-- START --
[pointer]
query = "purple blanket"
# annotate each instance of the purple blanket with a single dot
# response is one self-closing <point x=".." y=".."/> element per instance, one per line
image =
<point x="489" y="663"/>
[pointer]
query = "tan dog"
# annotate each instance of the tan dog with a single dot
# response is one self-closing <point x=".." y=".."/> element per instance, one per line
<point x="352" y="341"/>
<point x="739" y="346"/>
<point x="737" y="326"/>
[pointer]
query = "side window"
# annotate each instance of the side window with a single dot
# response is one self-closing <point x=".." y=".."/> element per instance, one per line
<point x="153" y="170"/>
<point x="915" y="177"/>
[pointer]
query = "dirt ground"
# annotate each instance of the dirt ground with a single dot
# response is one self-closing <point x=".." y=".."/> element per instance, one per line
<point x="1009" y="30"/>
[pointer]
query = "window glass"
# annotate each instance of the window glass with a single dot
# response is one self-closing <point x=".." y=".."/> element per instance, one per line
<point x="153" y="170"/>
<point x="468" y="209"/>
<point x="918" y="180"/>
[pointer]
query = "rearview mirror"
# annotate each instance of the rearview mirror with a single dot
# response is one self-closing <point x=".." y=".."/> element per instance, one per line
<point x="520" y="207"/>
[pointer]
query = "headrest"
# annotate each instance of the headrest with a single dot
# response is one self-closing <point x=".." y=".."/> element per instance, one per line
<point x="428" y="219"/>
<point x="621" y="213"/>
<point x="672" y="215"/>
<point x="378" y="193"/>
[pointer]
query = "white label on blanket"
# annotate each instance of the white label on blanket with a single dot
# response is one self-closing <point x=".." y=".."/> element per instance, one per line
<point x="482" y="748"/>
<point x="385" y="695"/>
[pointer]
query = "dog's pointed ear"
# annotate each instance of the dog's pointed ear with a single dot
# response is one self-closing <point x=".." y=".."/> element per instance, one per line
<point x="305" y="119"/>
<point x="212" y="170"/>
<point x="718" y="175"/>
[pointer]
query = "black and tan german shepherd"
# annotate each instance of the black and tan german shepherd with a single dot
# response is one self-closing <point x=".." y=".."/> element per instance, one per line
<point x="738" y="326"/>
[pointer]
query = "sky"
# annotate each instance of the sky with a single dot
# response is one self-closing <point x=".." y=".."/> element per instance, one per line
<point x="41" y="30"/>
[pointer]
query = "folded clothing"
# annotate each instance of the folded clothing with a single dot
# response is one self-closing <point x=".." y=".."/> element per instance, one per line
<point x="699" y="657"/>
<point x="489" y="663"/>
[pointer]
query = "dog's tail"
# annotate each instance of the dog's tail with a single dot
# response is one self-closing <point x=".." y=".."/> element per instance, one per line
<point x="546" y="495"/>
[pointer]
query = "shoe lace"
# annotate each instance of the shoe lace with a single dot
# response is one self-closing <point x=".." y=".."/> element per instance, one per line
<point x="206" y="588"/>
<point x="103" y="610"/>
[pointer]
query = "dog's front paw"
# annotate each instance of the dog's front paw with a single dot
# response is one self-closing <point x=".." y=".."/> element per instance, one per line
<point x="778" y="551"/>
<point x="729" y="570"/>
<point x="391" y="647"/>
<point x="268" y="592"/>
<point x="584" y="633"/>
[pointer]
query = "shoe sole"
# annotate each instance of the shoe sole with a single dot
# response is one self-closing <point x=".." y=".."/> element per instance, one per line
-- END --
=== TASK INSTRUCTIONS ===
Copy out all of the records shown above exactly.

=== WRITTEN REPLY ===
[pointer]
query = "purple blanket"
# annotate each instance of the purple blanket with a single dot
# response is one self-closing <point x=".." y=".."/> element per instance, one per line
image =
<point x="489" y="663"/>
[pointer]
query = "tan dog"
# annotate each instance of the tan dog with a single dot
# response is one self-closing <point x=".." y=".."/> element per instance, one per line
<point x="352" y="341"/>
<point x="739" y="346"/>
<point x="737" y="326"/>
[pointer]
query = "side window"
# annotate each instance of the side window with a single dot
# response is one self-closing <point x=".." y=".."/> element per instance, one per line
<point x="153" y="170"/>
<point x="915" y="177"/>
[pointer]
query = "dirt ground"
# annotate each instance of the dirt ground with a single dot
# response is one self-closing <point x=".." y=".."/> element per instance, one per line
<point x="1009" y="30"/>
[pointer]
query = "window glass"
# annotate each instance of the window glass with a single dot
# response is one self-closing <point x=".." y=".."/> element per instance, one per line
<point x="153" y="170"/>
<point x="468" y="209"/>
<point x="918" y="180"/>
[pointer]
query = "rearview mirror"
# annotate each instance of the rearview mirror with a single dot
# response is one self-closing <point x=".." y=".."/> element per instance, one per line
<point x="520" y="207"/>
[pointer]
query = "headrest"
# annotate each instance of the headrest with a single dot
# response is one self-closing <point x=".." y=".."/> element per instance, one per line
<point x="428" y="219"/>
<point x="621" y="213"/>
<point x="672" y="215"/>
<point x="378" y="193"/>
[pointer]
query = "white label on blanket"
# annotate each instance of the white label on blanket with a single dot
# response is one self-closing <point x=".." y=".."/> element per instance, one per line
<point x="482" y="748"/>
<point x="385" y="695"/>
[pointer]
query = "dog's pointed ear"
# annotate each instance of the dog's pointed ear with a single dot
# response is one self-closing <point x=".." y=".."/> element per instance, one per line
<point x="305" y="119"/>
<point x="212" y="170"/>
<point x="718" y="175"/>
[pointer]
query = "black and tan german shepherd"
# annotate each instance of the black and tan german shepherd with a single dot
# response is one self-closing <point x=".." y=".."/> element per instance, one per line
<point x="738" y="326"/>
[pointer]
query = "sky"
# annotate each instance of the sky with a single dot
# response is one self-closing <point x=".." y=".."/> element per instance, one per line
<point x="41" y="30"/>
[pointer]
query = "folded clothing"
# annotate each instance of the folded clothing with a single dot
# response is one self-closing <point x=".." y=".."/> element per instance, one per line
<point x="699" y="657"/>
<point x="489" y="663"/>
[pointer]
query = "dog's tail"
# annotate each instance of the dog's tail with a single dot
# response is one self-closing <point x=".." y=".."/> element per instance, one per line
<point x="546" y="495"/>
[pointer]
query = "shoe lace"
# annotate each instance of the shoe lace with a single dot
# response is one self-closing <point x=".." y=".."/> element per instance, one per line
<point x="206" y="588"/>
<point x="103" y="610"/>
[pointer]
query = "dog's front paw"
# annotate each instance of the dog's front paw with a single dot
# response is one self-closing <point x=".." y=".."/> element per instance, one per line
<point x="778" y="551"/>
<point x="729" y="570"/>
<point x="391" y="647"/>
<point x="268" y="592"/>
<point x="584" y="633"/>
[pointer]
query = "shoe sole"
# annotate each instance of the shoe sole with a single dot
# response is one self-closing <point x=".." y=".."/> element per instance, one per line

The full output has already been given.